Model Experimentation/Version Tracking

DVC

  • Tracks data and models while model building
  • Store code and track changes in a Git repository while data/models are in AWS/GCP/Azure/etc. storage
  • Tracking changes
    • Steps
      • hashes every file in the directory data,
      • adds it to .gitignore and
      • creates a small file data.dvc that is added to Git.
    • By comparing hashes, DVC knows when files change and which version to restore.
  • Initial Steps
    • Goto project directory -cd <path to local github repo>
    • Initialize DVC - dvc init
    • Add a data path/uri - dvc remote add -d remote path/to/remote
      • can be Google Drive, Amazon S3, Google Cloud Storage, Azure Storage, or on your local machine
      • e.g. Google Drive: dvc remote add -d remote gdrive://<hash>
        • The hash will the last part of the URL, e.g. “https://drive.google.com/drive/u/0/folders/1v1cBGN9vS9NT6-t6QhJG”
      • Confirm data set-up: dvc config -l
        • The config file is located inside “.dvc/”
        • To version your config on github: git add .dvc/config
    • Add data/ to .gitignore
      • Example showed adding every file in the repo manually but this seems easier
    • Add, commit, and push all files to repo
      • Main differences to regular project initialization
        • data/ directory doesn’t get pushed to github
        • data.dvc file gets pushed to github
    • Set-up DVC data cache
      • Can be local directory/s3/gs/gdrive/etc

      • Example: S3

        dvc remote add -d myremote s3://mybucket/path
        git add .dvc/config
        git commit -m "Configure remote storage"
        git push
        dvc push
        • I’m guessing .dvc/config is created with dvc remote add  and wasn’t there before. Otherwise in steps 3 and 4, I need to add the files manually.

Model/Data Drift Monitoring

  • Arize AI
    • Docs
    • Accessed through Rest API, Python SDK, or Cloud Storage Bucket
  • Fiddler AI Monitoring: fiddler.ai has a suite of tools that help in making the AI explainable, aid in operating ML models in production, monitor ML models and yes data & model drift detection is one of them
  • Evidently: EvidentlyAI is another open-source tool, which helps in evaluating and monitoring models in production. If you are not using Azure ML and looking for a non-commercial tool that is simple to use, evidentlyai is a good place to start.
  • Azure ML
    • Monitors data; uses wasserstein distance
  • AWS Glue DataBrew
    • Monitors features
    • Calculates full suite of summary stats + entropy
      • Can be exported to a bucket and then download to measure change over time
    • Accessed through console or programmatically
    • Generates reports that can be viewed in console or be exported in html, pdf, etc.

App/Cluster Monitoring

Misc

  • Sampler - Alternative to Prometheus + Graphana. A tool for shell commands execution, visualization and alerting. Configured with a simple YAML file.
    • Sample any dynamic process right from the terminal — observe changes in the database, monitor MQ in-flight messages, trigger a deployment script and get notification when it’s done.
┄┄┄┄┄┄
Exercises >>
1 – In the tooling notes, what distance does Azure ML use to monitor data?
2 – Transcribe the tooling notes word for word, starting at "dvc remote add -d myremote" and ending at "the files manually.".
These entries were drawn from a separate source.

Point annotation dataset records
┄┄┄┄┄┄
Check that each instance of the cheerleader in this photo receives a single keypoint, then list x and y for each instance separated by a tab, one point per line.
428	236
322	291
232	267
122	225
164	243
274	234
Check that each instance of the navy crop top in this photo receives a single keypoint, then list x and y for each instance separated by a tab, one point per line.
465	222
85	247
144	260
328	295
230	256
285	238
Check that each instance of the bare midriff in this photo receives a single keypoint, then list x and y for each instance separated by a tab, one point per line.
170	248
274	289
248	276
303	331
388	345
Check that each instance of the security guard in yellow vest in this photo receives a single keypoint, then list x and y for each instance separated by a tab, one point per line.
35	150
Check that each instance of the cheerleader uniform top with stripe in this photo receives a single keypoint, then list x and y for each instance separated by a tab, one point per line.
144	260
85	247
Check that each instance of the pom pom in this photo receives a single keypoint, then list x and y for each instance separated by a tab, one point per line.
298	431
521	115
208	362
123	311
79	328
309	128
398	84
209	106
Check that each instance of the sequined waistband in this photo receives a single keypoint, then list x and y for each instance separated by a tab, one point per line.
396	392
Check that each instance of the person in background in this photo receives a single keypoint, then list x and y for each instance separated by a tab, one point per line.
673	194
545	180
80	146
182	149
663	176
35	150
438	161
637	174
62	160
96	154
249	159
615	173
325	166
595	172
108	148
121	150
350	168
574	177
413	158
┄┄┄┄┄┄
Response list >>
1 – Wasserstein distance.

2 –
dvc remote add -d myremote s3://mybucket/path
        git add .dvc/config
        git commit -m "Configure remote storage"
        git push
        dvc push
        • I’m guessing .dvc/config is created with dvc remote add  and wasn’t there before. Otherwise in steps 3 and 4, I need to add the files manually.